## 지시 사항
항목의 첫 줄부터 "51 19 L 49 19"가 들어 있는 줄까지, 양 끝 줄을 포함해 빈 줄을 빼고 번호 매긴 목록으로 옮겨 적으세요.

====

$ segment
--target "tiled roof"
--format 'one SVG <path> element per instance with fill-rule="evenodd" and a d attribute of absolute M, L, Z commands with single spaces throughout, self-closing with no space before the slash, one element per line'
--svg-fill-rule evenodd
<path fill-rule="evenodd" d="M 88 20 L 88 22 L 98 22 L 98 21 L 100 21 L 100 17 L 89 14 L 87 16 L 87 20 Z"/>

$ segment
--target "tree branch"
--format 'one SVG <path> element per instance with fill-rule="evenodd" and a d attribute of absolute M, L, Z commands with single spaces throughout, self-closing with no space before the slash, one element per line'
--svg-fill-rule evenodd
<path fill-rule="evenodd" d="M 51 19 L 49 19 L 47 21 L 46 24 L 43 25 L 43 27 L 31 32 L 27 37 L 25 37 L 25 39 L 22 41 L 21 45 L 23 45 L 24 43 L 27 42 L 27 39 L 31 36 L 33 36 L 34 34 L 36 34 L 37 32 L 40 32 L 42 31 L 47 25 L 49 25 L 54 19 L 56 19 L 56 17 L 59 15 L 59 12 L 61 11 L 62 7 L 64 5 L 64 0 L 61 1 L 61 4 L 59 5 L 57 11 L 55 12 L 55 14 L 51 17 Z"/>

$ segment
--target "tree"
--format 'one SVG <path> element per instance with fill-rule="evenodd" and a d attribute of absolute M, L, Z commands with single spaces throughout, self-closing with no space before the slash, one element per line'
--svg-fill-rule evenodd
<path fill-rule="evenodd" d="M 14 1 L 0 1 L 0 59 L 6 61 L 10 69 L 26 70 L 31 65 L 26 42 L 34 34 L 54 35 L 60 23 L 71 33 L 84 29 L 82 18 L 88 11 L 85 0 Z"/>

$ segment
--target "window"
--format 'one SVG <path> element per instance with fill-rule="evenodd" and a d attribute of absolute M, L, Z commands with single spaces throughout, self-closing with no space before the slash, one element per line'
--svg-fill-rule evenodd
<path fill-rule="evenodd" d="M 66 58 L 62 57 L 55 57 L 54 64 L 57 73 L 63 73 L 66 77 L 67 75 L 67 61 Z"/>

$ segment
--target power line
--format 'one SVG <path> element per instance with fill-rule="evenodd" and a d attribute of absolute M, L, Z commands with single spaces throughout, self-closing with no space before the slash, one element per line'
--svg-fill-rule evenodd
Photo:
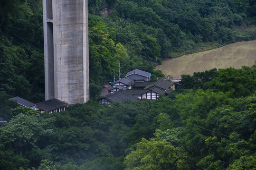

====

## 해답
1. $ segment
2. --target "tiled roof"
3. --format 'one SVG <path> element per instance with fill-rule="evenodd" and a d attribute of absolute M, L, Z commands with single spaces throughout, self-closing with no space before the slash, one element per line'
4. --svg-fill-rule evenodd
5. <path fill-rule="evenodd" d="M 88 20 L 88 22 L 98 22 L 98 21 L 100 21 L 100 17 L 89 14 L 87 16 L 87 20 Z"/>
6. $ segment
7. --target "tree branch"
8. --format 'one SVG <path> element per instance with fill-rule="evenodd" and a d attribute of absolute M, L, Z commands with single spaces throughout, self-closing with no space before the slash, one element per line'
9. --svg-fill-rule evenodd
10. <path fill-rule="evenodd" d="M 51 19 L 49 19 L 47 21 L 46 24 L 43 25 L 43 27 L 31 32 L 27 37 L 25 37 L 25 39 L 22 41 L 21 45 L 23 45 L 24 43 L 27 42 L 27 39 L 31 36 L 33 36 L 34 34 L 36 34 L 37 32 L 40 32 L 42 31 L 47 25 L 49 25 L 54 19 L 56 19 L 56 17 L 59 15 L 59 12 L 61 11 L 62 7 L 64 5 L 64 0 L 61 1 L 61 4 L 59 5 L 57 11 L 55 12 L 55 14 L 51 17 Z"/>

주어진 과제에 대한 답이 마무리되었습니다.